-- START OF Task inputs --

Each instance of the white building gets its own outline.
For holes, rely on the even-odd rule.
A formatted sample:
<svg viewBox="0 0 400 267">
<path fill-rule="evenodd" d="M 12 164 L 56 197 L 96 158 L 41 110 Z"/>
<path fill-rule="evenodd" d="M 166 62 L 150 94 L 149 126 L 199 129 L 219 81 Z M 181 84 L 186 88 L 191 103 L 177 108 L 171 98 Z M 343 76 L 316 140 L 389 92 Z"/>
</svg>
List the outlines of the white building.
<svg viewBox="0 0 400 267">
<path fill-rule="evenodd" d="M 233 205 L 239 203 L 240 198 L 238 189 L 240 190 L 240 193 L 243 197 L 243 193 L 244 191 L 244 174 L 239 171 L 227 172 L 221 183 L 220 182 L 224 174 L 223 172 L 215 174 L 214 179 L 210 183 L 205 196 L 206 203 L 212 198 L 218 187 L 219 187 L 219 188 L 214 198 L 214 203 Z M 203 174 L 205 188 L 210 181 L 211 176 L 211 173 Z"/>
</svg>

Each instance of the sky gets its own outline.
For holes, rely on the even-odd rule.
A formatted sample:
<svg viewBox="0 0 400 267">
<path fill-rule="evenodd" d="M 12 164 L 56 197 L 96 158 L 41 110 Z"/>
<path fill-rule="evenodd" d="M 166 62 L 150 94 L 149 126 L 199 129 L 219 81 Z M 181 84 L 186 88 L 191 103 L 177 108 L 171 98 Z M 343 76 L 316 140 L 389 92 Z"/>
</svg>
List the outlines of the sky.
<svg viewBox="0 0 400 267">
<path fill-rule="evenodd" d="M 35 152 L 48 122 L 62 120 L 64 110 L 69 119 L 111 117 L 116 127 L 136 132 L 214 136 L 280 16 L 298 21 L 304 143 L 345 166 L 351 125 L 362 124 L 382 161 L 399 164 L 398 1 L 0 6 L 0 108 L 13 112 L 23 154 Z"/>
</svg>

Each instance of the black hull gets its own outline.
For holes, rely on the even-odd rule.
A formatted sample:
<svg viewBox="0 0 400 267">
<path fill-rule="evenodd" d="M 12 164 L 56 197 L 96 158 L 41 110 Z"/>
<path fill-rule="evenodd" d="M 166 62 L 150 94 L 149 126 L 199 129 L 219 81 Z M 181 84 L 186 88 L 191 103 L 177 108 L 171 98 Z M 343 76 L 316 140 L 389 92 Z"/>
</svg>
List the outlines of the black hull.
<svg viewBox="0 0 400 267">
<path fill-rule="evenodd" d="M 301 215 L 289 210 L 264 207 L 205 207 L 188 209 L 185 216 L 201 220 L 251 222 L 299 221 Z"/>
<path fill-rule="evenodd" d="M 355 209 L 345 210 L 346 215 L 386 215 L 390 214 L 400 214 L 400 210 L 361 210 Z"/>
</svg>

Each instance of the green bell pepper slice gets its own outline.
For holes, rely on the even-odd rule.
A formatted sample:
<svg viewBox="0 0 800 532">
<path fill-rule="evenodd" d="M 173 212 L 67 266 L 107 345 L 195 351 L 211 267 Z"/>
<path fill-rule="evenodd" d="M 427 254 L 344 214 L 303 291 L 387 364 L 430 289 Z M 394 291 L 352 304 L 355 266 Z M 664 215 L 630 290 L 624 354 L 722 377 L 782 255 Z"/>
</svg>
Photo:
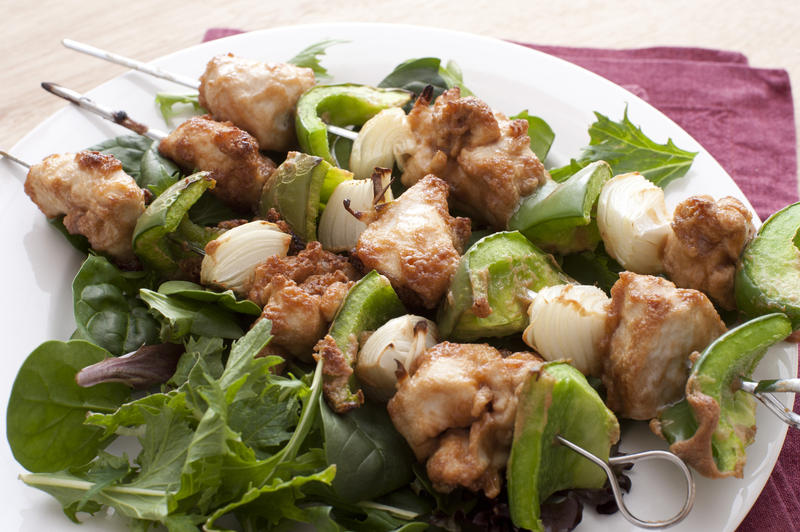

-- END OF Task inputs --

== Instruction ==
Write out the lines above again with "formatted sample" changed to "worked example" wherever it occurs and everything else unchanged. Omit the picture from your answer.

== Output of the task ==
Each instance of the white building gets its own outline.
For holes, rely on the even-odd rule.
A worked example:
<svg viewBox="0 0 400 267">
<path fill-rule="evenodd" d="M 12 164 L 56 197 L 96 158 L 41 110 Z"/>
<path fill-rule="evenodd" d="M 166 62 L 150 94 L 149 126 L 199 129 L 219 81 Z M 181 84 L 186 88 L 191 103 L 177 108 L 171 98 Z M 343 76 L 316 140 L 389 92 Z"/>
</svg>
List the outlines of the white building.
<svg viewBox="0 0 400 267">
<path fill-rule="evenodd" d="M 233 205 L 239 203 L 240 198 L 238 189 L 240 190 L 240 193 L 243 197 L 243 193 L 244 191 L 244 174 L 239 171 L 227 172 L 221 183 L 220 182 L 224 174 L 223 172 L 215 174 L 214 179 L 210 183 L 205 196 L 206 203 L 212 198 L 218 187 L 219 187 L 219 188 L 214 198 L 214 203 Z M 203 174 L 205 188 L 210 181 L 211 176 L 211 173 Z"/>
</svg>

Each instance of the sky gets its own outline.
For holes, rely on the even-odd rule.
A worked example:
<svg viewBox="0 0 400 267">
<path fill-rule="evenodd" d="M 12 164 L 56 197 L 96 158 L 41 110 Z"/>
<path fill-rule="evenodd" d="M 166 62 L 150 94 L 149 126 L 199 129 L 219 81 Z M 181 84 L 186 88 L 191 103 L 177 108 L 171 98 Z M 343 76 L 316 140 L 389 92 Z"/>
</svg>
List the outlines of the sky.
<svg viewBox="0 0 400 267">
<path fill-rule="evenodd" d="M 35 152 L 48 122 L 62 120 L 64 110 L 69 119 L 111 117 L 116 127 L 136 132 L 214 136 L 280 16 L 298 21 L 304 143 L 345 166 L 351 125 L 362 124 L 382 161 L 399 164 L 398 1 L 0 6 L 0 108 L 13 112 L 23 154 Z"/>
</svg>

Each instance of the black hull gets its own outline.
For holes, rely on the even-odd rule.
A worked example:
<svg viewBox="0 0 400 267">
<path fill-rule="evenodd" d="M 12 164 L 56 197 L 96 158 L 41 110 Z"/>
<path fill-rule="evenodd" d="M 166 62 L 150 94 L 149 126 L 199 129 L 219 81 Z M 181 84 L 186 88 L 191 103 L 177 108 L 171 98 Z M 343 76 L 316 140 L 389 92 Z"/>
</svg>
List the outlines of the black hull.
<svg viewBox="0 0 400 267">
<path fill-rule="evenodd" d="M 301 215 L 289 210 L 264 207 L 205 207 L 188 209 L 185 216 L 201 220 L 251 222 L 299 221 Z"/>
<path fill-rule="evenodd" d="M 355 209 L 345 210 L 346 215 L 386 215 L 390 214 L 400 214 L 400 210 L 361 210 Z"/>
</svg>

Each instance of the green bell pepper slice gets its own outline.
For holes, rely on the even-odd rule.
A worked example:
<svg viewBox="0 0 800 532">
<path fill-rule="evenodd" d="M 173 212 L 67 266 L 107 345 L 195 351 L 211 267 Z"/>
<path fill-rule="evenodd" d="M 427 254 L 344 214 L 303 291 L 387 364 L 430 289 Z M 394 291 L 352 304 L 355 266 Z M 664 215 L 630 290 L 624 354 L 722 377 L 782 255 Z"/>
</svg>
Photo:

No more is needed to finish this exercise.